═════ Record list

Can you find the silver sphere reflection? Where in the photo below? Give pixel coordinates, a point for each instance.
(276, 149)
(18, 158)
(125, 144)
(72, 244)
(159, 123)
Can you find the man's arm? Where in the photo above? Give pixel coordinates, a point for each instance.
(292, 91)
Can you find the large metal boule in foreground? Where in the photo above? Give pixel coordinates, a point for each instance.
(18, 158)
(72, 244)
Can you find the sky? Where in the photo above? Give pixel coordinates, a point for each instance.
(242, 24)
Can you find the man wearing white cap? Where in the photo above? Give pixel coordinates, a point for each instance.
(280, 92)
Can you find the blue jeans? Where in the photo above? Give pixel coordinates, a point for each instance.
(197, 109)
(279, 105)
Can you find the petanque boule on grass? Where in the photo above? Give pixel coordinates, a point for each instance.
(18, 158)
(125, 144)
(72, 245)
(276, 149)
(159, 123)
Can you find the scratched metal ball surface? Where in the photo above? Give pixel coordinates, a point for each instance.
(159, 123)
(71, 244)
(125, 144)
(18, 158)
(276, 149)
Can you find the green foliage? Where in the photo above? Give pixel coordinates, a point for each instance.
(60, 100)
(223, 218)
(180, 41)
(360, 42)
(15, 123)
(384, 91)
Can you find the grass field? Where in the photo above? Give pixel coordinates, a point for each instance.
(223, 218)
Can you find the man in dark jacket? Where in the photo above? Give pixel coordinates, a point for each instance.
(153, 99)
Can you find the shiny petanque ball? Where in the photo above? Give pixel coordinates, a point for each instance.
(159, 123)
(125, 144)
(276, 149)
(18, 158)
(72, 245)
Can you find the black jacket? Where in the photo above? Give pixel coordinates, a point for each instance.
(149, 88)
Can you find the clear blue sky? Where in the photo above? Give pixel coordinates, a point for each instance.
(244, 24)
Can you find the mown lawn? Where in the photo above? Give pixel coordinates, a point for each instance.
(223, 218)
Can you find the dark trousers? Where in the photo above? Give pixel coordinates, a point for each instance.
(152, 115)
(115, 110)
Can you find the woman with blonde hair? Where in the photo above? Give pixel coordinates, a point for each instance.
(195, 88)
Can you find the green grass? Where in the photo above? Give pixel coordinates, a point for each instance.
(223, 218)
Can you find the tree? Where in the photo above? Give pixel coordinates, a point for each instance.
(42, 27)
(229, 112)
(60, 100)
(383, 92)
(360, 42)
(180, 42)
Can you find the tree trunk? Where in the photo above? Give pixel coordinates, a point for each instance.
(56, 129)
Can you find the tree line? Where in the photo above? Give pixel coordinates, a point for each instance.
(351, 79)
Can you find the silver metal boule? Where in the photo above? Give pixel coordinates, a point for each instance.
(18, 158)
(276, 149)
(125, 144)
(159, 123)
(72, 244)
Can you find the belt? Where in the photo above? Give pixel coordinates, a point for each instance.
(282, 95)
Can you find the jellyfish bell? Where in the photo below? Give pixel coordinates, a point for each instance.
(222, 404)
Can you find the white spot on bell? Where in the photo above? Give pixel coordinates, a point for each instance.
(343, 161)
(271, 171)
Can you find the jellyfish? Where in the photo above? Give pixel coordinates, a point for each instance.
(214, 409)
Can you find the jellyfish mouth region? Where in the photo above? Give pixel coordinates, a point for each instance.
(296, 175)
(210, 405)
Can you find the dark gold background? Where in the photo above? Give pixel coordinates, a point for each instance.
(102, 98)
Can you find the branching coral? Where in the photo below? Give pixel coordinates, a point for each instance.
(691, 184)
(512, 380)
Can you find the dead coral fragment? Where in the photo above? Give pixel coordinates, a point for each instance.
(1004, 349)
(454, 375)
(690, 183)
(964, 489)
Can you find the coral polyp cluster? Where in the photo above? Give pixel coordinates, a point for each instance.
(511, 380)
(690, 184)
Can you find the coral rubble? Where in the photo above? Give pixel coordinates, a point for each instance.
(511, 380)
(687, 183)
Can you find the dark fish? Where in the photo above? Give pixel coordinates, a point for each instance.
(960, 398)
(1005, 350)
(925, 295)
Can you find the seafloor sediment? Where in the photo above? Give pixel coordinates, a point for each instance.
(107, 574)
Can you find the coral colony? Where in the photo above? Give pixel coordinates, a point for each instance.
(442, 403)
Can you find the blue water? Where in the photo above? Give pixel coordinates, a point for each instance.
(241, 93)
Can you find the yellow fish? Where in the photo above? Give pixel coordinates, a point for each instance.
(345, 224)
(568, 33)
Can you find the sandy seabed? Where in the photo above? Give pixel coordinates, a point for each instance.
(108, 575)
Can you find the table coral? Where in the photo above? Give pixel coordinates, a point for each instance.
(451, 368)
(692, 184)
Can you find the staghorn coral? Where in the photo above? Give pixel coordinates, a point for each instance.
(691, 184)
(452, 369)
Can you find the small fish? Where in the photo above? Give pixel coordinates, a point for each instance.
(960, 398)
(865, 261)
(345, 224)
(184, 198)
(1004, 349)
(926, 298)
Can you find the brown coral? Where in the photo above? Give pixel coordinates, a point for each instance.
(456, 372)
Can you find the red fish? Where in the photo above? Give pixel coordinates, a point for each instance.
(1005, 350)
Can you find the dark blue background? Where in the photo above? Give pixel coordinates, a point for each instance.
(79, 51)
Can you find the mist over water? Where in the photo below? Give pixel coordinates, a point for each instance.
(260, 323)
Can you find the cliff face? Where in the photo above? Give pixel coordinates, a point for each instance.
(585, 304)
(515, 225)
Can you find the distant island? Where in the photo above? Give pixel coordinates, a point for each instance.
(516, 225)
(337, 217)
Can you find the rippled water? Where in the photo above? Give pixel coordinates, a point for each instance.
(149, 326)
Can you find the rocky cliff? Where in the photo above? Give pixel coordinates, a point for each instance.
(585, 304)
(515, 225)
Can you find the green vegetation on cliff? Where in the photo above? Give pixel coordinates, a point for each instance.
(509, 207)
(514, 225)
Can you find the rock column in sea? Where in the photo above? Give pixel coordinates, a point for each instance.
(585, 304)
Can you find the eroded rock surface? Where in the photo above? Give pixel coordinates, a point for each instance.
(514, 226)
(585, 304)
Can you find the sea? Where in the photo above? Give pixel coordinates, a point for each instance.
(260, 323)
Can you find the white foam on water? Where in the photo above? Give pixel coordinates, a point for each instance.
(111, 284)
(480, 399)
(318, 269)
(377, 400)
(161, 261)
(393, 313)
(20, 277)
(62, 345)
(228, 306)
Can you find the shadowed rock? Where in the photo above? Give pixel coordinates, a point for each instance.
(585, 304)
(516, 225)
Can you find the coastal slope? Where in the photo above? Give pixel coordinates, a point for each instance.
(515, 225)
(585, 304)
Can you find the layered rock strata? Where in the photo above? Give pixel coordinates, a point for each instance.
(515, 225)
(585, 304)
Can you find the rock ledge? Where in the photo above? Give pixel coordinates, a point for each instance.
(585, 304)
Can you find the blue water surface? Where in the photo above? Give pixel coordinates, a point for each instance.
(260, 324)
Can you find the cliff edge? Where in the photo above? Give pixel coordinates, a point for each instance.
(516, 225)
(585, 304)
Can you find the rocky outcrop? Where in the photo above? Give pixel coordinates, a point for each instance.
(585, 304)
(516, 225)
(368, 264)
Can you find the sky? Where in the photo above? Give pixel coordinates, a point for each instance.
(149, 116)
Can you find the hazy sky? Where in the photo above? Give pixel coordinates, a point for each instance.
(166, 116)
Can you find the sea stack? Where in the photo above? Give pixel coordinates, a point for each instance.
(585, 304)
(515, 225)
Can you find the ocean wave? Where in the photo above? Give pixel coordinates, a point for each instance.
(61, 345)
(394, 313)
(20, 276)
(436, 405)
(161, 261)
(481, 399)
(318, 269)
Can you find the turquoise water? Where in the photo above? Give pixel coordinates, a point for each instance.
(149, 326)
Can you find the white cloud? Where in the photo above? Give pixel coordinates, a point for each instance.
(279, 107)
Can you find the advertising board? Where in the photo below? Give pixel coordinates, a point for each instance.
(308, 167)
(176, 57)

══════════

→ What this task involves:
Reproduce, exactly and with nothing added, the lines from the one that includes "Can you find the rock ledge?" through the last line of the material.

→ Worked answer:
Can you find the rock ledge? Where in the photo above? Give pixel coordinates, a point for each instance.
(585, 304)
Can you find the blue water surface? Where in the photo above? Give pixel coordinates, a point for each instance.
(260, 324)
Can you find the cliff edge? Where in the photo above? Give pixel coordinates, a point for each instance.
(516, 225)
(585, 304)
Can you find the rocky outcrop? Where in the photo above? Give pixel coordinates, a point for each instance.
(585, 304)
(516, 225)
(368, 264)
Can you find the sky? Where in the photo above? Give pixel coordinates, a point for each instance.
(149, 116)
Can you find the hazy sky? Where in the photo above? Give pixel coordinates, a point for each instance.
(166, 116)
Can you find the sea stack? Where in the photo above? Give pixel coordinates, a point for each instance.
(585, 304)
(515, 225)
Can you find the ocean wave? Where in the photo above? Give pixel coordinates, a point for each instance.
(61, 345)
(394, 313)
(20, 276)
(436, 405)
(161, 261)
(481, 399)
(318, 269)
Can you find the turquoise water? Where in the photo above? Give pixel coordinates, a point for each instance.
(149, 326)
Can you find the white cloud? Where in the photo above? Give pixel coordinates, a point for each instance.
(279, 107)
Can you find the advertising board? Where in the photo below? Give pixel coordinates, a point for each instance.
(308, 167)
(176, 57)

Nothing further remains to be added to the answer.